## Collection entries
◆ ◆ ◆ ◆ ◆ ◆ ◆

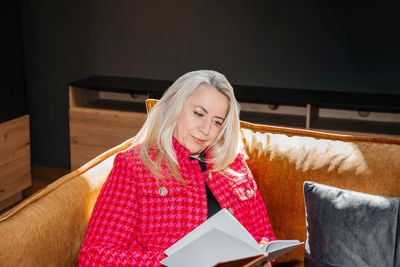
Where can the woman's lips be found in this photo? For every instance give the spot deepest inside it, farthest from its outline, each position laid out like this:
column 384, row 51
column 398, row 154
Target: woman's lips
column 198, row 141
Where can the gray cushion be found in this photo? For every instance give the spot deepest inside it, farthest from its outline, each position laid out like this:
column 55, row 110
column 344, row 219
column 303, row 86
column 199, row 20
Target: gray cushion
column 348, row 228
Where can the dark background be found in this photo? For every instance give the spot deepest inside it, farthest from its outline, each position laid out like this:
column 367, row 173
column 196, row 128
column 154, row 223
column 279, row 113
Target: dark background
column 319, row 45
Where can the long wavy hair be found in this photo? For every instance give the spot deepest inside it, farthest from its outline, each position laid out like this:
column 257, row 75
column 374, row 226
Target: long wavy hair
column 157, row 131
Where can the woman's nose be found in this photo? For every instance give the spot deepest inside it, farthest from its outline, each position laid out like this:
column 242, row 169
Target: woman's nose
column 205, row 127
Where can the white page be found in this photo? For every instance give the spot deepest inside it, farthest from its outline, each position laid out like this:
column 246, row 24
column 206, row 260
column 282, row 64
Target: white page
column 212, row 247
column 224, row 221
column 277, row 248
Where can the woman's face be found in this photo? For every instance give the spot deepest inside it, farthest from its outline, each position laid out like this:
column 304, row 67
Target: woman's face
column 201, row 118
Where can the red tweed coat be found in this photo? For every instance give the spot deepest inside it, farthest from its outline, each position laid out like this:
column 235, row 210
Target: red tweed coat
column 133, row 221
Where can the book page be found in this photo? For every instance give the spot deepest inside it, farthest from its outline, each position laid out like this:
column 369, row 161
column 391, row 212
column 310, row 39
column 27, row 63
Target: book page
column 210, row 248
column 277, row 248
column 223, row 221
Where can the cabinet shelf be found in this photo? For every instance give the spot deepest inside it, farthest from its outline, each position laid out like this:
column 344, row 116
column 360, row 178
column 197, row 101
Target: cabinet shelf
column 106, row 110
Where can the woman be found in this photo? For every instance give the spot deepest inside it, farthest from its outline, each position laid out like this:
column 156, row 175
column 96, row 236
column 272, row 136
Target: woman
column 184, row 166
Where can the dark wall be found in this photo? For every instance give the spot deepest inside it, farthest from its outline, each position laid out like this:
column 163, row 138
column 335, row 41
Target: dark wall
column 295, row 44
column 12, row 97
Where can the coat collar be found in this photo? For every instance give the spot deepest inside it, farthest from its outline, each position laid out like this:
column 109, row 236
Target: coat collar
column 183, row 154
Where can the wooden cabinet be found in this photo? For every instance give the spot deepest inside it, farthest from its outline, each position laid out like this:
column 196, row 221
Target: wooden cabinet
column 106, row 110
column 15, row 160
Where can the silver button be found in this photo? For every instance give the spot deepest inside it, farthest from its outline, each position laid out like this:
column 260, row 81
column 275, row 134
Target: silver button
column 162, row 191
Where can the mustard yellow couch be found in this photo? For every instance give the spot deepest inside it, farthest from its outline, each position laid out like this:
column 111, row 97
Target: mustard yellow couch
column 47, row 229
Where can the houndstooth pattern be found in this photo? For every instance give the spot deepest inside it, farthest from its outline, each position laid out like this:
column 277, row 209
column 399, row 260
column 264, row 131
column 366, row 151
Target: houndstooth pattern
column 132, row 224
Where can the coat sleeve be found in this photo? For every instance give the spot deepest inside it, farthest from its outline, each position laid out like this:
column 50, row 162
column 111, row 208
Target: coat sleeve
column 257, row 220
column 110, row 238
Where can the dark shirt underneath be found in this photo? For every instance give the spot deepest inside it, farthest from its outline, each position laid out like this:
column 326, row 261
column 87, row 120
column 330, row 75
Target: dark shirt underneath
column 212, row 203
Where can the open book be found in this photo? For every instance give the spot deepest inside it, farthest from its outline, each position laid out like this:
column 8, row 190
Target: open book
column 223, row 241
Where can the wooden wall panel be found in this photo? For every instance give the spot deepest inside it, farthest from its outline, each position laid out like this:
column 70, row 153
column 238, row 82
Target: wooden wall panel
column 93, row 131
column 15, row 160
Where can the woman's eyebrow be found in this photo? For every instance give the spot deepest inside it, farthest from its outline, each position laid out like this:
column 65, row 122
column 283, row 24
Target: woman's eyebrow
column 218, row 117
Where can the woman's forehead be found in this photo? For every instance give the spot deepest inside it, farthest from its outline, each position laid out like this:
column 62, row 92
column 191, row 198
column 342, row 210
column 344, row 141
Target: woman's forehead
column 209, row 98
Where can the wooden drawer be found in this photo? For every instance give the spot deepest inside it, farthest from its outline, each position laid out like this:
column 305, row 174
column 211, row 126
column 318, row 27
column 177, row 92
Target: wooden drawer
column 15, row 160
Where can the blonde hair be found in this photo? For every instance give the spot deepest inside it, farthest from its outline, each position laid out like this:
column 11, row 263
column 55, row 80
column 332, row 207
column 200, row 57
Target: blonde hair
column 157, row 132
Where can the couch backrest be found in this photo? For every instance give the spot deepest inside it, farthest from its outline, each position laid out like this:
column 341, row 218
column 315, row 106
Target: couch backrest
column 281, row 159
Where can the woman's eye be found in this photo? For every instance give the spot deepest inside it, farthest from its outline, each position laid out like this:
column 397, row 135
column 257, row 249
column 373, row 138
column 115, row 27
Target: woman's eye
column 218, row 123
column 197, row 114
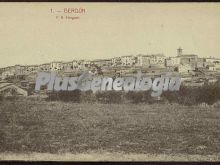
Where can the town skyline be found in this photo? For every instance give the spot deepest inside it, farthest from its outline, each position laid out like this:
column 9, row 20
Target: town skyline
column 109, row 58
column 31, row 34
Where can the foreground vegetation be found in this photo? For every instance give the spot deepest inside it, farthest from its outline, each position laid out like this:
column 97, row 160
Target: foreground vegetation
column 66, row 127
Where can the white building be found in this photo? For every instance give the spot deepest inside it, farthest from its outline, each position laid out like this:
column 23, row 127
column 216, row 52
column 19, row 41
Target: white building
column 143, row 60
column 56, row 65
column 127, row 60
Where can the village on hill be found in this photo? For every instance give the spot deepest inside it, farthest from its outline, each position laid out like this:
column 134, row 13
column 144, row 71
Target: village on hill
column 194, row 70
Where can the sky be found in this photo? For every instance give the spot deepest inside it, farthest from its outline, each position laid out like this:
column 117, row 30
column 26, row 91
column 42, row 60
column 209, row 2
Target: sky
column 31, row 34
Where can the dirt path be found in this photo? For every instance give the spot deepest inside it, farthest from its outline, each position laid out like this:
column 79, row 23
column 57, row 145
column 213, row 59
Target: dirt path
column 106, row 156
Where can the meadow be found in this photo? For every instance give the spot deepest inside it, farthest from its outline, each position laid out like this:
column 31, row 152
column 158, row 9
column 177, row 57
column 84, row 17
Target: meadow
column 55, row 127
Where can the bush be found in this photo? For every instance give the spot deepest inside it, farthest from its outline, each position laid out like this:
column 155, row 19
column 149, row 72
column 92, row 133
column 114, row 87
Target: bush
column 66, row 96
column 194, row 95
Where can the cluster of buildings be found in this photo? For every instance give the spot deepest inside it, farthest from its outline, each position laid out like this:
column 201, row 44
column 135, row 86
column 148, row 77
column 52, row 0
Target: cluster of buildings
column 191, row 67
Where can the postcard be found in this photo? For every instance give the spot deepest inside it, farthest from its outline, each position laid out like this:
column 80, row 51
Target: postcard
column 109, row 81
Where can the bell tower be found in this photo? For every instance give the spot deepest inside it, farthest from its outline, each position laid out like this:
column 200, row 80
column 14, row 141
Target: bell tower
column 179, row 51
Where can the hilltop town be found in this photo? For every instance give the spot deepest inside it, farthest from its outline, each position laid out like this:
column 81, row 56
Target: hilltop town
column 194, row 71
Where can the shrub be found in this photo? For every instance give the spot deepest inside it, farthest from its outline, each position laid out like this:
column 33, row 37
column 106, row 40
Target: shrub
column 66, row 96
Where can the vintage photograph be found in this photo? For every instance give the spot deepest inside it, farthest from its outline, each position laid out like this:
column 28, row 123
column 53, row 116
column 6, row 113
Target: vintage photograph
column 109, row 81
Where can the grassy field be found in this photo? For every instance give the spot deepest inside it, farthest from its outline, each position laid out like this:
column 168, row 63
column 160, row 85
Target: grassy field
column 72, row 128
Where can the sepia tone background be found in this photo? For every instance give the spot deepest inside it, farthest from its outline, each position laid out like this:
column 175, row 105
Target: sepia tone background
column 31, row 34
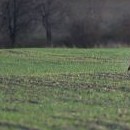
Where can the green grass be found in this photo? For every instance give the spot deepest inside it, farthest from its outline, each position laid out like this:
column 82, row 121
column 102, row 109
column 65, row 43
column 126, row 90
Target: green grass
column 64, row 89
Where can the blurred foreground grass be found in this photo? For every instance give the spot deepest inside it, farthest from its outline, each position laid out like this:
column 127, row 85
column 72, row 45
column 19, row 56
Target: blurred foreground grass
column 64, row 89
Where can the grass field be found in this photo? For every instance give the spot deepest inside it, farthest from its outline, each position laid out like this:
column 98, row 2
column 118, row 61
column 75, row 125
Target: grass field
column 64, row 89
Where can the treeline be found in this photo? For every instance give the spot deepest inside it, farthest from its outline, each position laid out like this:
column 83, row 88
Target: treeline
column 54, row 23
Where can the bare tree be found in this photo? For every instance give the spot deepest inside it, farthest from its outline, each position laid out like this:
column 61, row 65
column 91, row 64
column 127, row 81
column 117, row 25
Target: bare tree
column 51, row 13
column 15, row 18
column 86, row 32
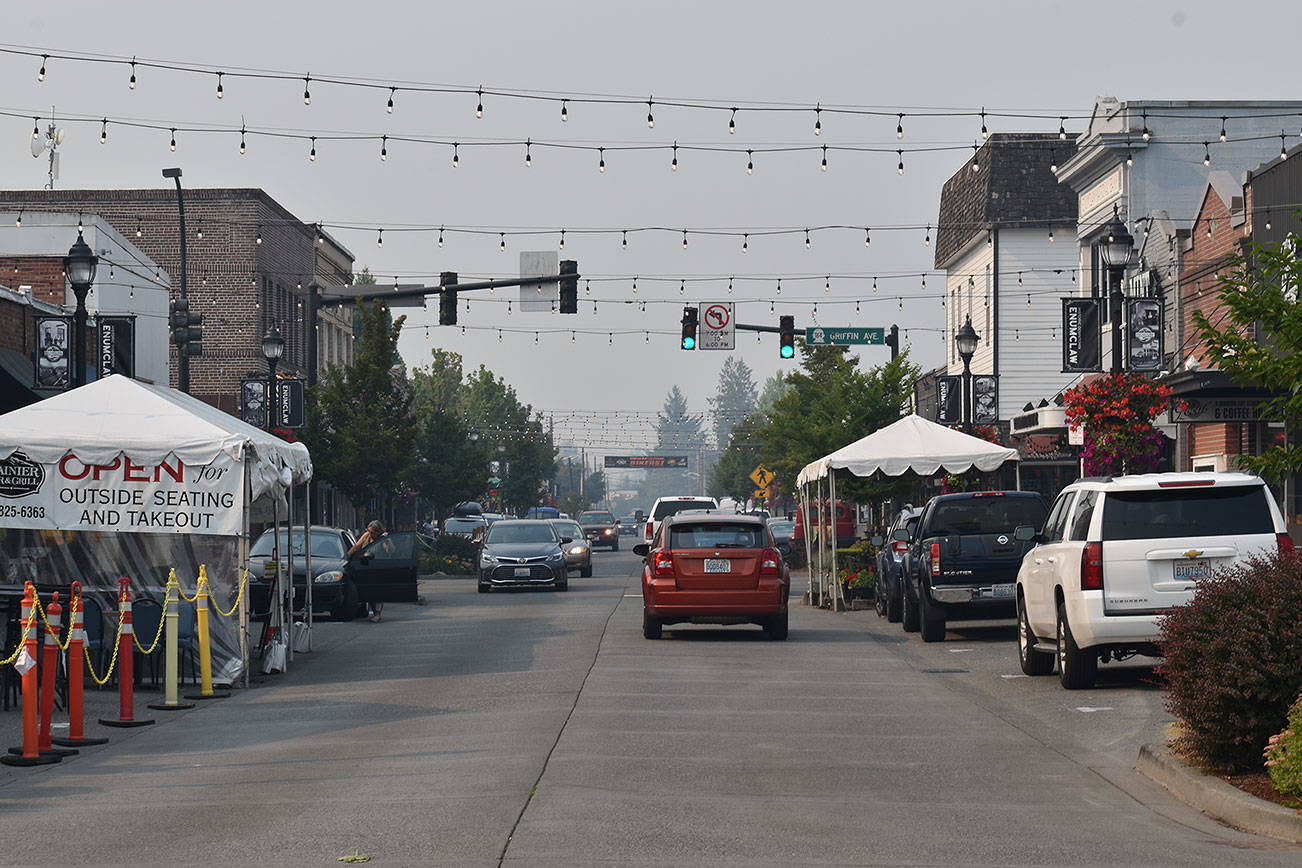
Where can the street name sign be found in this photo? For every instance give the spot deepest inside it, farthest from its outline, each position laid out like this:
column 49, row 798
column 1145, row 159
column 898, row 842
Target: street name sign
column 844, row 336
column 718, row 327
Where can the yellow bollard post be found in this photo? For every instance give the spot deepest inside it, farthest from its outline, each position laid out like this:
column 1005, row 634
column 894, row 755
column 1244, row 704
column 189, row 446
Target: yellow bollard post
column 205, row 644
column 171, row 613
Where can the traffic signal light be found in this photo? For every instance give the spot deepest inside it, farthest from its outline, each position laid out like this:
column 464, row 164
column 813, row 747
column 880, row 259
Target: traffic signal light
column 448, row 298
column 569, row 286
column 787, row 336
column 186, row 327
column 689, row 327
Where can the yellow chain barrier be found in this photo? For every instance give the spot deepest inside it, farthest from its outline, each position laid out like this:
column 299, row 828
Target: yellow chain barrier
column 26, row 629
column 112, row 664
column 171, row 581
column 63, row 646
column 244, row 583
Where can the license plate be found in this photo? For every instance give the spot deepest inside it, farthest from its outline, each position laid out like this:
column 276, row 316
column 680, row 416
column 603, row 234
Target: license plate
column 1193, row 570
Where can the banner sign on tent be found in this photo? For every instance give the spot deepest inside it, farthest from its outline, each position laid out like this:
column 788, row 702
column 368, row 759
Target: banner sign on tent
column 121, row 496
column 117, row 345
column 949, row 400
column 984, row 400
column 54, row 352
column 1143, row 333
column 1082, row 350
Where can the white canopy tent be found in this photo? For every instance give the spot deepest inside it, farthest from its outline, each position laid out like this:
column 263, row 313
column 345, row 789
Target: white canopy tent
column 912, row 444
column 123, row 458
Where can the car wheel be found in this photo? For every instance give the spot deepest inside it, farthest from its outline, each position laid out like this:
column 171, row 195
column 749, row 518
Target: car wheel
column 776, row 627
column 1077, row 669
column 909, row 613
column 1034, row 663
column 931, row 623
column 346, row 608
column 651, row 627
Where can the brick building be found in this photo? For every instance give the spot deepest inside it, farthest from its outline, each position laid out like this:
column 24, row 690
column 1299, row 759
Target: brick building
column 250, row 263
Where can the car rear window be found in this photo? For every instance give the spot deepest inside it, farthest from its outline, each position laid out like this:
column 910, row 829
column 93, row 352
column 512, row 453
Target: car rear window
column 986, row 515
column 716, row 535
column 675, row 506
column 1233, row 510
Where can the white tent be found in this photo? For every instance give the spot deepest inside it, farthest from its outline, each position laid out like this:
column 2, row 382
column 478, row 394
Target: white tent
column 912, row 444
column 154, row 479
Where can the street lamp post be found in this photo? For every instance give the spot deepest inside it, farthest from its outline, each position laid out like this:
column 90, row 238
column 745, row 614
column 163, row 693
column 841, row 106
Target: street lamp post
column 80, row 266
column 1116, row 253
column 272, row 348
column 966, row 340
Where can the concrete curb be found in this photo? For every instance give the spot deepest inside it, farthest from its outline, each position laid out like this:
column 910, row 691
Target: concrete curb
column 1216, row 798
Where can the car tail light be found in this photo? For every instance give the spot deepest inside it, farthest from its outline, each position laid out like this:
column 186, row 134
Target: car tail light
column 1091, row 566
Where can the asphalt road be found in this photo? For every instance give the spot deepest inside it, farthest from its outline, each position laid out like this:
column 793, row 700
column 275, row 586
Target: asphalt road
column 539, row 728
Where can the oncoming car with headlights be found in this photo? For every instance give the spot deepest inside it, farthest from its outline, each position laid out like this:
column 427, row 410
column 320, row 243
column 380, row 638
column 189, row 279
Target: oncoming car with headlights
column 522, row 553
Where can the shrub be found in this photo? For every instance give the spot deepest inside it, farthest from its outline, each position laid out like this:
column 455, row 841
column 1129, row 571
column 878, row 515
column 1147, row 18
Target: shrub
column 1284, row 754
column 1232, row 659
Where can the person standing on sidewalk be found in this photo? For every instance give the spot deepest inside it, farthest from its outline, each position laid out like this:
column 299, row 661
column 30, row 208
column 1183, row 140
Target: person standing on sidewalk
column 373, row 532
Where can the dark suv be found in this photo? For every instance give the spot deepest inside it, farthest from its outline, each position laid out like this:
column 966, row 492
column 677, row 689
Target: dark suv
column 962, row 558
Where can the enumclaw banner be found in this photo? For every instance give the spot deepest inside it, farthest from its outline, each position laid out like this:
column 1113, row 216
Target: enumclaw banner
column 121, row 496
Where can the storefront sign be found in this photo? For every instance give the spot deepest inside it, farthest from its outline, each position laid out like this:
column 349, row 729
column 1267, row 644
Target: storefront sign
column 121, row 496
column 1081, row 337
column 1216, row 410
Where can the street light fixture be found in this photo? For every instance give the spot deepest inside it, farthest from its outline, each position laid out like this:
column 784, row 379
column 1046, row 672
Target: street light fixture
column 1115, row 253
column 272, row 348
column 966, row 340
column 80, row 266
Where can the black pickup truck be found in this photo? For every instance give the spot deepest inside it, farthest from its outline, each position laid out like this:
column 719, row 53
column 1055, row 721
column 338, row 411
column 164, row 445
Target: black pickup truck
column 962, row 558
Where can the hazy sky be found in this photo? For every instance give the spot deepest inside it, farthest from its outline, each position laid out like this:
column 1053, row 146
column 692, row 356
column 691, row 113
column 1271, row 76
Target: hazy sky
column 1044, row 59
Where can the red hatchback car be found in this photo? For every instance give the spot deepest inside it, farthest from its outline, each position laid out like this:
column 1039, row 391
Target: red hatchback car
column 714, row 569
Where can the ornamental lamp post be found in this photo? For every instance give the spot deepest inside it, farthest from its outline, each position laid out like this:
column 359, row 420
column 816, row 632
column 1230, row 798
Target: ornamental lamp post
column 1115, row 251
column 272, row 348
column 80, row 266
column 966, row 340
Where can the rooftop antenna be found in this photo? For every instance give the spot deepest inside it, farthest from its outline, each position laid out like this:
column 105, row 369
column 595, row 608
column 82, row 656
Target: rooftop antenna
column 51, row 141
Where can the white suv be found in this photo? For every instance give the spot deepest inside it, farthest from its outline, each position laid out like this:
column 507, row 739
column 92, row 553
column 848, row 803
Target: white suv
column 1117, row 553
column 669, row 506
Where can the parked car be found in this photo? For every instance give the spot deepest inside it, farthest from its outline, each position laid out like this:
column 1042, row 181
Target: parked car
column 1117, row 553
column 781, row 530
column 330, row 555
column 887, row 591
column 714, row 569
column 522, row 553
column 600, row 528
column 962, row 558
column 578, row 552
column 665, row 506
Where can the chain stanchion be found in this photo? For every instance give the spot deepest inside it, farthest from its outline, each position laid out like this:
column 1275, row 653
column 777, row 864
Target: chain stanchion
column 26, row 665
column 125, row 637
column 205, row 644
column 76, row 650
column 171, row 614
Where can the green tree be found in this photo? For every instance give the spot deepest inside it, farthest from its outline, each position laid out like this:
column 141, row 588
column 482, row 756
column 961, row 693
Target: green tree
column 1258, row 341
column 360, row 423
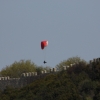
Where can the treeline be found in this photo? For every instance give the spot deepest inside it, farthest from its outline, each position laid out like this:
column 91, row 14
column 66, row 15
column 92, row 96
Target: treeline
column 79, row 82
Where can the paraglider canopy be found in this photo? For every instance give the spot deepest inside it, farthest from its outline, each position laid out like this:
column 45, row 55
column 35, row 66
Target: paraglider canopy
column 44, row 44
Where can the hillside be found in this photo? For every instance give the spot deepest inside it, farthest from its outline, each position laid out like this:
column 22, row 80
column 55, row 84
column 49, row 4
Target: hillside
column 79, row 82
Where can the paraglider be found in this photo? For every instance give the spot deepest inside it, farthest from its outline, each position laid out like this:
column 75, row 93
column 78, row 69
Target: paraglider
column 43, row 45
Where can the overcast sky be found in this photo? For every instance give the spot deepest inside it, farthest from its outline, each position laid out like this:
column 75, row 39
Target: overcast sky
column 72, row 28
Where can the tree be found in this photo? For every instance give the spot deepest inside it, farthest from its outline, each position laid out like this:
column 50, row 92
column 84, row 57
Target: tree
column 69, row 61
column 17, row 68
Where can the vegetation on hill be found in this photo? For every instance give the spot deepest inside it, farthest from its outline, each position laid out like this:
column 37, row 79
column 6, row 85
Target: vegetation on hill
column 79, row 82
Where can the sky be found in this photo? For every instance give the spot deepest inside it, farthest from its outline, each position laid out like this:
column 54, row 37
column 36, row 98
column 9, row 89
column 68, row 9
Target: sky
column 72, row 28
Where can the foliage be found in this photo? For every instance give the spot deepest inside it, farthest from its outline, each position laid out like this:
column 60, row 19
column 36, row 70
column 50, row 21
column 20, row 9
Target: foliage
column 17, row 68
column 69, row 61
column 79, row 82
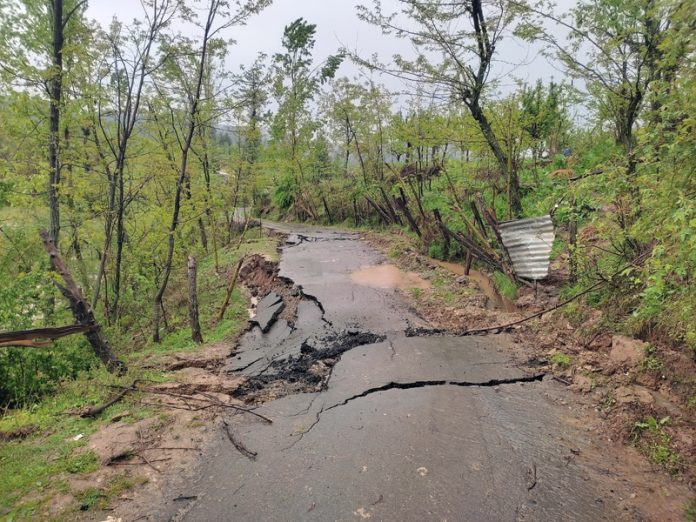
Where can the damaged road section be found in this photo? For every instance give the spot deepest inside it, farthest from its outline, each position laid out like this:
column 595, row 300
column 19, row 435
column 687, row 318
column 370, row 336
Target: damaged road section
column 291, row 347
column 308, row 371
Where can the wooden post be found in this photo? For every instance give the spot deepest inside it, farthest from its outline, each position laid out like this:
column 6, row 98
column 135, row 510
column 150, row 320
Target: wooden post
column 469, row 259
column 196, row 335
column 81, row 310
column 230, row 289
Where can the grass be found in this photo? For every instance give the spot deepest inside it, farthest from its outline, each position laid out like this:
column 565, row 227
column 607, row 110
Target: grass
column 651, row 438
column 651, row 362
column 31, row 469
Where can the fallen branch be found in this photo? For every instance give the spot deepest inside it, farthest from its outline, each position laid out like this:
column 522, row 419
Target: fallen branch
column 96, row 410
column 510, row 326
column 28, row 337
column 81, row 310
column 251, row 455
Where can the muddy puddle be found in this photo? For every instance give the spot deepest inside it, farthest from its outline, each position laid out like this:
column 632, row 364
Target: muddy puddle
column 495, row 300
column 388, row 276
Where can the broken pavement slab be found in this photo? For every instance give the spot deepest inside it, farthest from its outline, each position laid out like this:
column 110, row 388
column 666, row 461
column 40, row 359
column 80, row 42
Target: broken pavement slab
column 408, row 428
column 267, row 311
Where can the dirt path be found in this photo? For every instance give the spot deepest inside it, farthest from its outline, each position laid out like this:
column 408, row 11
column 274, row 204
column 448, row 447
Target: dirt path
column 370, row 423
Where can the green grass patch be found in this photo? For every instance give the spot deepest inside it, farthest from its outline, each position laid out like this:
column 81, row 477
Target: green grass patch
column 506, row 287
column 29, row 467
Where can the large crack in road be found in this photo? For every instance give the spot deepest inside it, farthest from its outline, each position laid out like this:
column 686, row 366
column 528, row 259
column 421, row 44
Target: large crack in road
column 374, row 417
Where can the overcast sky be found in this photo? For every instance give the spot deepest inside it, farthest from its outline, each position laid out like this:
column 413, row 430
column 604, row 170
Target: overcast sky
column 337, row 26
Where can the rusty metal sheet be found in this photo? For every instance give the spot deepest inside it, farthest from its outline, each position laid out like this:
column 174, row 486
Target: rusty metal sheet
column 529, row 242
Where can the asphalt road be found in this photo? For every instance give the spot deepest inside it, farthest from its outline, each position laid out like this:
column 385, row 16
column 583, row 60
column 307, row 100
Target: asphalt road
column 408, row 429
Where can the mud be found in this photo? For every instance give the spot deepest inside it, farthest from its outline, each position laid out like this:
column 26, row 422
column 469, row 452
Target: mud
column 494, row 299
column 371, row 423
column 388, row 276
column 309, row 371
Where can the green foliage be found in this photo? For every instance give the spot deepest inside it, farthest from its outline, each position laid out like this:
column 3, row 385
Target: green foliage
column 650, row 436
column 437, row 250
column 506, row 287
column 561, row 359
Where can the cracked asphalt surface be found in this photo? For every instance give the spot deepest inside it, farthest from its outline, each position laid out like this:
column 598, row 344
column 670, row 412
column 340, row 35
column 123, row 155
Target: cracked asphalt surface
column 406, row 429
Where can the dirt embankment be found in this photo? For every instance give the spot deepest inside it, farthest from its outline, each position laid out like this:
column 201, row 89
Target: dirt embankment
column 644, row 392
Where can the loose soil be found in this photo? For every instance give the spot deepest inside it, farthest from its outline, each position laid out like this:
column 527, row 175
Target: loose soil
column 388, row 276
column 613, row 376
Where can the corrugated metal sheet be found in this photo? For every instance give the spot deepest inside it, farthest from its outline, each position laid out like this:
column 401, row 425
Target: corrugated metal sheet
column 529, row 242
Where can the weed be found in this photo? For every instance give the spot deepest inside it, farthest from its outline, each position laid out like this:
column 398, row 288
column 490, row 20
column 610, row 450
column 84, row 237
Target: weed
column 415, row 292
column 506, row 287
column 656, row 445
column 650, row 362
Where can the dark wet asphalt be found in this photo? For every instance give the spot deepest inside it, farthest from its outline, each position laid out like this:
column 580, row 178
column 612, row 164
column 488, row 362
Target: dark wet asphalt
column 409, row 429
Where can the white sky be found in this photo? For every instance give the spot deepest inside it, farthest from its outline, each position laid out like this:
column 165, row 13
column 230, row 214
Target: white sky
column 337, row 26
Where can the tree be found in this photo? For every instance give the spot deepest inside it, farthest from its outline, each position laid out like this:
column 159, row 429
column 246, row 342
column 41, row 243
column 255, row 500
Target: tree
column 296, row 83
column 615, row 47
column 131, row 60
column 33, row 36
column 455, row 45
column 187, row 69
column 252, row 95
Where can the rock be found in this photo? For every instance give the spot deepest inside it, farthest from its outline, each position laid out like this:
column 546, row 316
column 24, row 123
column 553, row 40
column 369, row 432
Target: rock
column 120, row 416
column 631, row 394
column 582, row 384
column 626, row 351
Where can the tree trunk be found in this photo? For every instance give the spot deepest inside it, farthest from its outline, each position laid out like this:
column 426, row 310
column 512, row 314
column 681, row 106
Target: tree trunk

◆ ◆ ◆ ◆ ◆ ◆ ◆

## AIM OF THE EXERCISE
Recast the stretch from the start of the rows through the line containing "column 198, row 141" as a JSON list of strings, one string per line, with blank lines dropped. Leave the pictures out.

## CORRECT RESULT
[
  "Where can the woman's lips be found in this photo? For every instance give the spot deepest inside it, farthest from its outline, each position laid out like this:",
  "column 384, row 51",
  "column 398, row 154",
  "Target: woman's lips",
  "column 198, row 141"
]